## OBJECTIVE
Reproduce each of the records below line for line, changing nothing.

[Records for position identification]
= = =

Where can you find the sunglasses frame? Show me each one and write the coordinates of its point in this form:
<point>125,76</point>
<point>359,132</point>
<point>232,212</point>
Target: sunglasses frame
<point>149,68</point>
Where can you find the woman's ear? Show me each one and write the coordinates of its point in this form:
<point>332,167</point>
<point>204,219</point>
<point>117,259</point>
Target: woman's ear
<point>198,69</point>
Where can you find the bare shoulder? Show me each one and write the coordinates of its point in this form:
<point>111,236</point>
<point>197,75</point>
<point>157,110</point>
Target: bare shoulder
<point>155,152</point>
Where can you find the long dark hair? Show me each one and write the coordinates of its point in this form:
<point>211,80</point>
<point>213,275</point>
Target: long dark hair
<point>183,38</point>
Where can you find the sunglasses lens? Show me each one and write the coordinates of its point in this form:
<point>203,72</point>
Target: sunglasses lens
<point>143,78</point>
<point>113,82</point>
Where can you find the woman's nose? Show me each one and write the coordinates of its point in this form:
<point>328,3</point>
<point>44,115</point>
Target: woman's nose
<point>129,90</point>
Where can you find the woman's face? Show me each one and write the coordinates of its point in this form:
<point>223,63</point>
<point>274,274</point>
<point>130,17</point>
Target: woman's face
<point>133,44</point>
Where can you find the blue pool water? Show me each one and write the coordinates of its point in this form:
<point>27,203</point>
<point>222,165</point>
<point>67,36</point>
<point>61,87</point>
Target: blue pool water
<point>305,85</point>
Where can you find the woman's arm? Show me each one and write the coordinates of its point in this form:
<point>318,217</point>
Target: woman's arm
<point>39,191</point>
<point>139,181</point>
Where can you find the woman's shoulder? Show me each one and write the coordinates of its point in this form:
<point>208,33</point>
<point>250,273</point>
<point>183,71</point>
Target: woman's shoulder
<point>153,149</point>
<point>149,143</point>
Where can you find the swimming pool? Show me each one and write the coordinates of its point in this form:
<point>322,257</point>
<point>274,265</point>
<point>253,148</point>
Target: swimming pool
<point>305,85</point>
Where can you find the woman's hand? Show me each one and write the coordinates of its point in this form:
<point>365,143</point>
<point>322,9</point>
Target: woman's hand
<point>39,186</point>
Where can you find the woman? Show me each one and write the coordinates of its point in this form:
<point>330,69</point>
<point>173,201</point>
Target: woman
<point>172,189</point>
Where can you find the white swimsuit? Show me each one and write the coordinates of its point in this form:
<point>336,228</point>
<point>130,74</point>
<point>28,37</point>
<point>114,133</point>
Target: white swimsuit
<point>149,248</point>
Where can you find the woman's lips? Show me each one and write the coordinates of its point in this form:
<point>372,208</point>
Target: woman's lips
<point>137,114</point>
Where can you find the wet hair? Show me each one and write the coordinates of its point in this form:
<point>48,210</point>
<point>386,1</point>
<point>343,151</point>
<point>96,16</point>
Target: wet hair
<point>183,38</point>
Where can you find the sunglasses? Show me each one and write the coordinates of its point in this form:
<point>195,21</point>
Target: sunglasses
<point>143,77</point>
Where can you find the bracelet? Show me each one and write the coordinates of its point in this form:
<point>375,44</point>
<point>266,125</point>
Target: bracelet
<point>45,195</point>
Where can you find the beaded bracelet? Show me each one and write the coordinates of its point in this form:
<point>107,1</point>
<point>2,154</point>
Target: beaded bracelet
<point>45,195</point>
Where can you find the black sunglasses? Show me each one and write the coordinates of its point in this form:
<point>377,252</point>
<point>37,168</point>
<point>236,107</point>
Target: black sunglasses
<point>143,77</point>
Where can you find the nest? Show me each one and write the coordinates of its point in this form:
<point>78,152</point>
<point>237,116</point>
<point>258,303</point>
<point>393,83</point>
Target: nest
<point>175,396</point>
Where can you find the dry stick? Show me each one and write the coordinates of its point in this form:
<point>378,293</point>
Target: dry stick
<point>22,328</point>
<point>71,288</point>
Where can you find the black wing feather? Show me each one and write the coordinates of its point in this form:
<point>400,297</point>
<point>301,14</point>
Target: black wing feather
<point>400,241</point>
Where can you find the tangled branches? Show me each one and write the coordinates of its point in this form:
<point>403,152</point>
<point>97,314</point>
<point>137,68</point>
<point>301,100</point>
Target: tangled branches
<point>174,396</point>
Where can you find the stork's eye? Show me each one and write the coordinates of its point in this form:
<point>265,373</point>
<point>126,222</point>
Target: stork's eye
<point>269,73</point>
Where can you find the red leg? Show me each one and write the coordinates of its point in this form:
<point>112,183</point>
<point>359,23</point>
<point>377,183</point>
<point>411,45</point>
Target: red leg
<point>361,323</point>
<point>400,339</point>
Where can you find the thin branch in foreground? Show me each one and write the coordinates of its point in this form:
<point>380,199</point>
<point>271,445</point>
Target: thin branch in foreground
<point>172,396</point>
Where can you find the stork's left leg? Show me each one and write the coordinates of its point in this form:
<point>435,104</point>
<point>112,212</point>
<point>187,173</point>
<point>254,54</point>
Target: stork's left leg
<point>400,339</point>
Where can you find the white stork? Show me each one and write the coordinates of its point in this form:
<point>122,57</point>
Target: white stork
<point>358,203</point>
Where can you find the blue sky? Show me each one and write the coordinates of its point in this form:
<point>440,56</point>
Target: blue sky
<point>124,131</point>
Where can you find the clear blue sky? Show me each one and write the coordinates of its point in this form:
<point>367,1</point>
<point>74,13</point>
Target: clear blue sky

= = =

## THE OUTPUT
Where can you find the sunglasses frame? Show me each one and write the coordinates of its point in this form:
<point>125,76</point>
<point>359,132</point>
<point>232,212</point>
Target: sunglasses frame
<point>149,68</point>
Where can you find the woman's ear? Show me each one and write the coordinates of its point in this form:
<point>332,167</point>
<point>204,219</point>
<point>117,259</point>
Target: woman's ear
<point>198,69</point>
Where can you find the bare shoulder? Show me each one and write the coordinates of its point in this form:
<point>111,236</point>
<point>197,75</point>
<point>157,110</point>
Target: bare shoulder
<point>155,152</point>
Where can you find the long dark hair? Show me each one and write the coordinates of its point in this form:
<point>211,80</point>
<point>213,275</point>
Target: long dark hair
<point>183,38</point>
Where can you find the sunglasses lens? Show me each one and write the coordinates of its point in this form:
<point>203,72</point>
Target: sunglasses lens
<point>143,78</point>
<point>113,82</point>
Where can you find the woman's nose? Show me each one and write the coordinates of its point in this form:
<point>328,3</point>
<point>44,115</point>
Target: woman's nose
<point>129,90</point>
Where can you find the woman's face? Show me each one and write the coordinates of its point in this form:
<point>223,63</point>
<point>274,274</point>
<point>130,17</point>
Target: woman's face
<point>133,44</point>
Where can you find the blue pool water? Show me each one and write the coordinates of its point in this form:
<point>27,203</point>
<point>222,165</point>
<point>67,36</point>
<point>61,87</point>
Target: blue pool water
<point>305,85</point>
Where can you find the woman's arm? Show me each one and write the coordinates of its point in this form:
<point>318,217</point>
Target: woman's arm
<point>39,191</point>
<point>139,181</point>
Where can you find the woman's shoulder? Show me each one and write the coordinates of its point in this form:
<point>208,33</point>
<point>250,273</point>
<point>183,71</point>
Target: woman's shoulder
<point>153,149</point>
<point>149,143</point>
Where can you find the swimming pool? Show me each one and write the coordinates of its point in this form:
<point>322,257</point>
<point>274,265</point>
<point>253,148</point>
Target: swimming pool
<point>305,85</point>
Where can you find the woman's hand? Show me each one and write the coordinates of its point in this form:
<point>365,143</point>
<point>322,9</point>
Target: woman's hand
<point>39,186</point>
Where can you find the woman? Show me each one and write the coordinates of its point in this form:
<point>330,69</point>
<point>173,201</point>
Target: woman
<point>172,189</point>
Where can you find the white swimsuit? Show me each one and write the coordinates of its point in this form:
<point>336,228</point>
<point>130,74</point>
<point>28,37</point>
<point>114,133</point>
Target: white swimsuit
<point>149,248</point>
Where can you find the woman's lips? Show me each one and write the coordinates of its point in this form:
<point>372,208</point>
Target: woman's lips
<point>137,114</point>
Where can you find the wet hair? Show me each one and write the coordinates of its point in this form:
<point>48,210</point>
<point>386,1</point>
<point>343,151</point>
<point>96,16</point>
Target: wet hair
<point>183,38</point>
Where can you find the sunglasses? Show me each one and write the coordinates of its point in this form:
<point>195,21</point>
Target: sunglasses
<point>143,77</point>
Where can you find the bracelet? Show me each one and write the coordinates of its point in this form:
<point>375,44</point>
<point>266,125</point>
Target: bracelet
<point>45,195</point>
Where can you find the beaded bracelet? Show me each one and write the coordinates of its point in this form:
<point>107,1</point>
<point>2,154</point>
Target: beaded bracelet
<point>45,195</point>
Where can you find the black sunglasses? Show me each one and write the coordinates of its point in this form:
<point>377,252</point>
<point>37,168</point>
<point>236,107</point>
Target: black sunglasses
<point>143,77</point>
Where can you find the nest? Show me each one and write the coordinates of its point in this form:
<point>78,152</point>
<point>237,116</point>
<point>258,303</point>
<point>393,83</point>
Target: nest
<point>175,396</point>
Where can you find the dry stick? Show me each one and write the coordinates of its point in this form:
<point>378,293</point>
Target: dry stick
<point>22,328</point>
<point>71,288</point>
Where can you find the black wing feather? Show me each one and write the coordinates of its point in this form:
<point>400,297</point>
<point>301,14</point>
Target: black wing feather
<point>400,241</point>
Where can you find the tangled branches? Show me each one and write the coordinates of its point in this form:
<point>403,152</point>
<point>97,314</point>
<point>137,68</point>
<point>301,100</point>
Target: tangled branches
<point>174,396</point>
Where can you find the stork's eye? Show me each one and write the coordinates of its point in this form:
<point>265,373</point>
<point>126,222</point>
Target: stork's eye
<point>269,73</point>
Where can you find the red leg? Show me each one and write the coordinates of its point in this form:
<point>112,183</point>
<point>359,23</point>
<point>377,183</point>
<point>411,45</point>
Target: red leg
<point>361,323</point>
<point>400,339</point>
Where can you find the thin branch in foreground? Show me each one and write the coordinates of its point in this form:
<point>380,199</point>
<point>271,445</point>
Target: thin branch in foreground
<point>172,396</point>
Where can you find the stork's left leg? Show me each one and write the coordinates of its point in this form:
<point>435,104</point>
<point>112,212</point>
<point>187,173</point>
<point>254,54</point>
Target: stork's left leg
<point>400,339</point>
Where can you find the white stork? Show me each one and write the coordinates of its point in this form:
<point>122,57</point>
Target: white stork
<point>358,203</point>
Where can you find the blue sky? Show me each one and write the coordinates of its point in this form:
<point>440,56</point>
Target: blue sky
<point>124,131</point>
Where can you find the clear blue sky? Show me each one and write the coordinates of its point in this form:
<point>367,1</point>
<point>74,13</point>
Target: clear blue sky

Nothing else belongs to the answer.